SOURCE PASSAGE:
'''
INFORMS News: Uriel G. Rothblum wins Expository Writing Award

The 2012 INFORMS Expository Writing Award was awarded posthumously to Uriel G. Rothblum, a professor at the Technion-Israel Institute of Technology at the time of his untimely death earlier this year. The award honors an operations researcher whose publications, over a period of at least 10 years, demonstrate a consistently high standard of expository writing.

In announcing the award during the INFORMS Awards Ceremony held in conjunction with the Institute’s annual meeting in Phoenix, Ariz., Prize Committee Richard Steinberg noted Professor Rothblum authored or co-authored more than 160 journal articles addressing such diverse theoretical areas as linear algebra, optimization, dynamic programming, networks, economics, game theory and applied probability, as well as applications to problems found in homeland security and the management of competitive research and development. Professor Rothblum also co-authored (with Frank Hwang) the book “Partitions: Optimality and Clustering” (World Scientific, 2012).

Guy Rothblum’s son accepted the award on his late father’s behalf.
'''
[Collected data]
'''
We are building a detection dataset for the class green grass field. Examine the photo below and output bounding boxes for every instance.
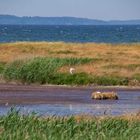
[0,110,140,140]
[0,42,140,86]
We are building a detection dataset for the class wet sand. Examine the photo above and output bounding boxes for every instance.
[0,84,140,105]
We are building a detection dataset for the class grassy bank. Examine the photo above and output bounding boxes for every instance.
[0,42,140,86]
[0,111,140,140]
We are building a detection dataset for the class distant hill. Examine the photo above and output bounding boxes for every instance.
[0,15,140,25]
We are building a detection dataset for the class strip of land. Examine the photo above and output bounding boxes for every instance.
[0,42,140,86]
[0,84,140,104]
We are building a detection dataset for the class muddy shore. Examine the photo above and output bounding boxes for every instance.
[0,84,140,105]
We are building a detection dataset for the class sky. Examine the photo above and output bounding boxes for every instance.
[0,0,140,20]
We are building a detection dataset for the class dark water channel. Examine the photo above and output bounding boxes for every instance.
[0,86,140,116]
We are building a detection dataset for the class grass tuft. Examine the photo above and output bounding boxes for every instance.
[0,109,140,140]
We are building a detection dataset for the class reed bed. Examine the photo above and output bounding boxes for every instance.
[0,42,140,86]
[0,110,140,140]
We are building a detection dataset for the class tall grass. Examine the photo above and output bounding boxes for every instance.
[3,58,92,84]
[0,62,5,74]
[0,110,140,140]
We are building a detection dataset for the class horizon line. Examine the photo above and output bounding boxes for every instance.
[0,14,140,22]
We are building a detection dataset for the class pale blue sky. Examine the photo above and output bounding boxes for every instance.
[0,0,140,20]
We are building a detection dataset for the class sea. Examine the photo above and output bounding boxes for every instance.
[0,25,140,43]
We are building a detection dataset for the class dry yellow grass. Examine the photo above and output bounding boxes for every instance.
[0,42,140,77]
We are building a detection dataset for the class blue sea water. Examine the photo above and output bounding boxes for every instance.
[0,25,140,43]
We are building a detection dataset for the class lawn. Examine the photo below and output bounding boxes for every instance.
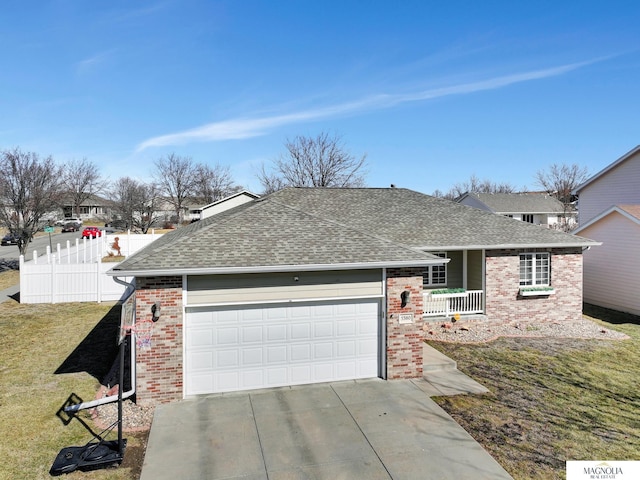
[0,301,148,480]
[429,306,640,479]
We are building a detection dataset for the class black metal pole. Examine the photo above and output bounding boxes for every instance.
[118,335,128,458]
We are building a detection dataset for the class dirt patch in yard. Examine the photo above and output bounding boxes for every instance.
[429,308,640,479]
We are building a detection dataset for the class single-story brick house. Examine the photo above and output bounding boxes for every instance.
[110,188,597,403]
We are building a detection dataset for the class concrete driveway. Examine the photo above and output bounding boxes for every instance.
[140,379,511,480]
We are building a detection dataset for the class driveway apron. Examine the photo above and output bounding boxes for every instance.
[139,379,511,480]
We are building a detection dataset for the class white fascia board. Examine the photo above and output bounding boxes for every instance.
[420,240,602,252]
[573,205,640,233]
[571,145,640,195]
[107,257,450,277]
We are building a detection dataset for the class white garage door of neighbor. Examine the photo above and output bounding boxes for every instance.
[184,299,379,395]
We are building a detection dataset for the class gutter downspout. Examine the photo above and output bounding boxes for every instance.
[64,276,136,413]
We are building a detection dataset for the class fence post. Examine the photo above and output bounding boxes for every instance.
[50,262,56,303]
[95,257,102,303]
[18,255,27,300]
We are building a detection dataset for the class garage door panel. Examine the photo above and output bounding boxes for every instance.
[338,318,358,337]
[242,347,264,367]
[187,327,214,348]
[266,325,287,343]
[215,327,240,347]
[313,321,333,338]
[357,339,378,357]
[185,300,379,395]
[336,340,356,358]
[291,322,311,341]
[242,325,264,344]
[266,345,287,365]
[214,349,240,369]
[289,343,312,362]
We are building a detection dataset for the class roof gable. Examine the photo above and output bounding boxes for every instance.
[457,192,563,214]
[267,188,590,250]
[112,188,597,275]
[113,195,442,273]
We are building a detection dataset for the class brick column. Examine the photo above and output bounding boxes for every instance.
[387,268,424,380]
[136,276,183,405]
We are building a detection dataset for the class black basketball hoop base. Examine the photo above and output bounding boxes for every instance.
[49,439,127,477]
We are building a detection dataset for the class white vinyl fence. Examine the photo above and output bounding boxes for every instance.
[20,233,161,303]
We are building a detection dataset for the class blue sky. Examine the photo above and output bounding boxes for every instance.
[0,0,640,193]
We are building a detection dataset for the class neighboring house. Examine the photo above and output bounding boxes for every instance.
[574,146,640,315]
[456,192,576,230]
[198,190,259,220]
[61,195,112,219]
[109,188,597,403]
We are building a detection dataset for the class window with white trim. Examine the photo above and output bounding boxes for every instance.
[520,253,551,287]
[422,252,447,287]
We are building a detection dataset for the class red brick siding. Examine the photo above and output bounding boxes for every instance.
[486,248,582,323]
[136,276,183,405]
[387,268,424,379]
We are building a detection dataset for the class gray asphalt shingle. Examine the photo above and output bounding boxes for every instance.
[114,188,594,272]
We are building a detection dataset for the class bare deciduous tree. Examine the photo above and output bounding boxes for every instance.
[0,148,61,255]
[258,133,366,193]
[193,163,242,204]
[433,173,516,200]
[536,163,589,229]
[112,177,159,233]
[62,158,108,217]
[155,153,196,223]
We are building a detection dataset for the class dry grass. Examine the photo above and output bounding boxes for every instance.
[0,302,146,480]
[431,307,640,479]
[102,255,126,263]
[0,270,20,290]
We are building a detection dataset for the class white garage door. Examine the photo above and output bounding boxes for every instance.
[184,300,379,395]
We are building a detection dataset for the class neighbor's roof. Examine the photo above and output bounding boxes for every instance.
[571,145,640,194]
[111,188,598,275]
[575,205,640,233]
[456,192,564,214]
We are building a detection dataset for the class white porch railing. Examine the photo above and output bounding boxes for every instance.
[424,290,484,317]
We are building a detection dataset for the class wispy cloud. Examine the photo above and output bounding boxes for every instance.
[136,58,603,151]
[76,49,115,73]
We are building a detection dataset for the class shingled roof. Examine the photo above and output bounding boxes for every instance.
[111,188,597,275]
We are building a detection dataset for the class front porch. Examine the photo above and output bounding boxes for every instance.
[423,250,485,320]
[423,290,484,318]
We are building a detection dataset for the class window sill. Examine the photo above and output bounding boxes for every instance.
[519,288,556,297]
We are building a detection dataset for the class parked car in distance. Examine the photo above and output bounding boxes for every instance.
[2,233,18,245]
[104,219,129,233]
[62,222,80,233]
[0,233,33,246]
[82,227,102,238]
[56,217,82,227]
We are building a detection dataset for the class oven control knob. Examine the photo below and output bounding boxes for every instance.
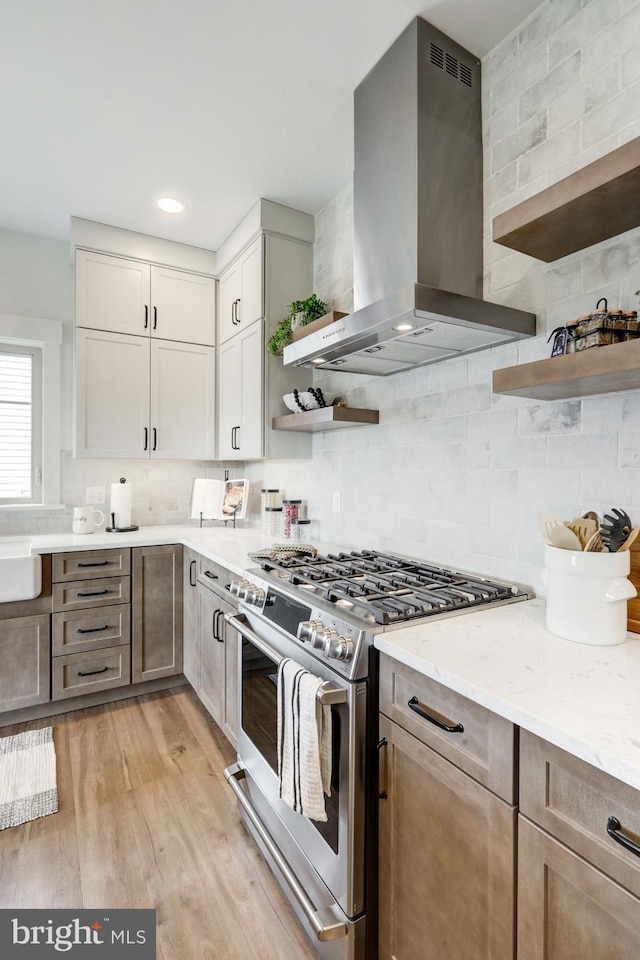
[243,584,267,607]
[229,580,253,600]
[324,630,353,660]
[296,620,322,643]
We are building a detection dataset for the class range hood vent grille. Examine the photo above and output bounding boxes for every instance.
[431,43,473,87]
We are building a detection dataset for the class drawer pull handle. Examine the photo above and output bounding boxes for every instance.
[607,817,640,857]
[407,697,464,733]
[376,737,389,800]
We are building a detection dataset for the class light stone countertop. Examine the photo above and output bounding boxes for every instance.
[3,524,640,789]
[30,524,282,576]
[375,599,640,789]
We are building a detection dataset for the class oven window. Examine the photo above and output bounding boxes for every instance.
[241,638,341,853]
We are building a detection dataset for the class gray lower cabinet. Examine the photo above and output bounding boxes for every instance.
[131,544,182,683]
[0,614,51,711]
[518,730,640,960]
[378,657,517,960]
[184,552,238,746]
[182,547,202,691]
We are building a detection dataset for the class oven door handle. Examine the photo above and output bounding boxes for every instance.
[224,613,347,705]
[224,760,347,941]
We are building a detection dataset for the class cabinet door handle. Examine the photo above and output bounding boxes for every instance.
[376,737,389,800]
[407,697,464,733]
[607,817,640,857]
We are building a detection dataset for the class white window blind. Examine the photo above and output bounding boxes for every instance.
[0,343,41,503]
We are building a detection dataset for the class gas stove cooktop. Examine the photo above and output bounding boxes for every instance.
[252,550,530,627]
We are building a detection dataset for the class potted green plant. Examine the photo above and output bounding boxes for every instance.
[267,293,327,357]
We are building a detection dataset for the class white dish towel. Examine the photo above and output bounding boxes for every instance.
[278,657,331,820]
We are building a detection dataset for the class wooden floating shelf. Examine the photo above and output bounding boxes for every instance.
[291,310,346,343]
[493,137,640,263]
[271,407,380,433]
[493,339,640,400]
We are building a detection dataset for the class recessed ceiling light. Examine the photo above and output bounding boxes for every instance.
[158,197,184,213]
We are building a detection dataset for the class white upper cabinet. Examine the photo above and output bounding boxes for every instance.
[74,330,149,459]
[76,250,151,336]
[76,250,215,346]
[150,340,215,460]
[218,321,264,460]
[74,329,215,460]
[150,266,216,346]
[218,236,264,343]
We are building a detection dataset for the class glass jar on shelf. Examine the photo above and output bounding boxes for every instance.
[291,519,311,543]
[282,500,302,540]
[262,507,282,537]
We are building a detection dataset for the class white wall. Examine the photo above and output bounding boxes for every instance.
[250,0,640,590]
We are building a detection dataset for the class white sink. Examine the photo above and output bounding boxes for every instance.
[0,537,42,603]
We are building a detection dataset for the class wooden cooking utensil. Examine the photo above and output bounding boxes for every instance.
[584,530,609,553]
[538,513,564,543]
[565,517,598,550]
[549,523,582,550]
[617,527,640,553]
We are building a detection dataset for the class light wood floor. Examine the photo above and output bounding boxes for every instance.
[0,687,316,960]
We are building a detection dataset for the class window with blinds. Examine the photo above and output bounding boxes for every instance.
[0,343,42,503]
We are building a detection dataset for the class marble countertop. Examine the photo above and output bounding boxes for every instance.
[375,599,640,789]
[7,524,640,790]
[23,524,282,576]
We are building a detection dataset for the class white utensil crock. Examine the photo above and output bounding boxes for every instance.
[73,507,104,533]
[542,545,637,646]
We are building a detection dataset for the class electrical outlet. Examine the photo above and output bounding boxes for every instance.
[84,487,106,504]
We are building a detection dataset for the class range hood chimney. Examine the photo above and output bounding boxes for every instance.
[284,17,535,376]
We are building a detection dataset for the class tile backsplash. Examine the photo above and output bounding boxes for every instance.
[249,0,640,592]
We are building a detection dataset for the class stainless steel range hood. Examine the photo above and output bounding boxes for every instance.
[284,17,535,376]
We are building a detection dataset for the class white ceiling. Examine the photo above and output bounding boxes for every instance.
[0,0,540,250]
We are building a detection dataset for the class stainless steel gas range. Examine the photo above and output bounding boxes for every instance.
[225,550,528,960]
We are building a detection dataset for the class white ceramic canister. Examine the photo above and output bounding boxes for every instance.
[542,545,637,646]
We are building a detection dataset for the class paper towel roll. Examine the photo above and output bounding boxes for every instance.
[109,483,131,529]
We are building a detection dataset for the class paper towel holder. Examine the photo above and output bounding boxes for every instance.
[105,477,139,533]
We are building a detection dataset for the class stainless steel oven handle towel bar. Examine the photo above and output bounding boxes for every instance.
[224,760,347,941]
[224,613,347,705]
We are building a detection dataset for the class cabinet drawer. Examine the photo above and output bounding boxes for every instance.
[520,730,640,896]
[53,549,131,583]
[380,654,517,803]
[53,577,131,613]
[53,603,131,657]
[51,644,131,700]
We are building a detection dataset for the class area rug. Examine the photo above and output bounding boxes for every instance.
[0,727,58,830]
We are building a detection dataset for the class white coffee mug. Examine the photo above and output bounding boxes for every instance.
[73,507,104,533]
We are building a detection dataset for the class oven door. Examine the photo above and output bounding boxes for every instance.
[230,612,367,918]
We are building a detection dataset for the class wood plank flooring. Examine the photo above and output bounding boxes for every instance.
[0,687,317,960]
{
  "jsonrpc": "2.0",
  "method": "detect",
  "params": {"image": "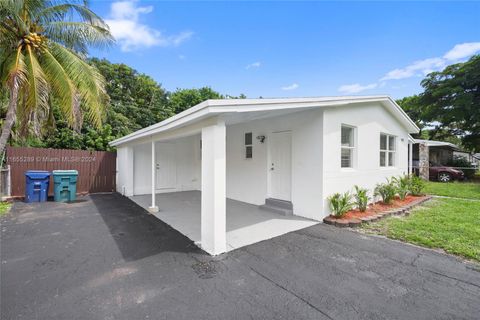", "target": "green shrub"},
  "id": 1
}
'''
ACTIVITY LIST:
• 1. According to the INFORMS news item, why was the 2012 Expository Writing Award given to Uriel G. Rothblum posthumously? Answer in one to three sentences.
• 2. Can you write what comes next in the INFORMS award news item, picking up after its last sentence?

OUTPUTS IN ORDER:
• 1. Rothblum had died earlier that year. He was a professor at the Technion-Israel Institute of Technology at the time of his death.

• 2.
Following are excerpts from the citation:

Professor Rothblum’s most-cited paper is “Algebraic Eigenspaces of Nonnegative Matrices” (Linear Algebra and its Applications, 1975). This paper generalizes the famous Perron-Frobenius theorem regarding the dominant eigenvalue of irreducible nonnegative square matrices to arbitrary nonnegative square matrices. While deriving results in a paper this technical is difficult enough, communicating them clearly requires the careful, concise and precise writing for which Professor Rothblum is known.

An insightful marriage of theory and application is Professor Rothblum’s beautifully written paper with Alvin Roth entitled “Truncation Strategies in Matching Markets – In Search of Advice for Participants” (Econometrica, 1999). Models of matching markets such as those that pair medical residents with hospitals suggest that some residents could improve their individual outcomes by misrepresenting their true preferences. The curious result of this article is that when participants know little about the preferences of others, a good strategy to employ is truncation – that is, restrict the number of positions reported to something lower than the true number acceptable, but truthfully rank those positions that are reported. This paper is structured by moving from a description of matching markets, to a basic model, to a series of cleverly constructed “toy problems”, and finally to several clearly stated theorems together with a summary discussion. In this way, the paper successfully makes its points while heightening reader interest along the way.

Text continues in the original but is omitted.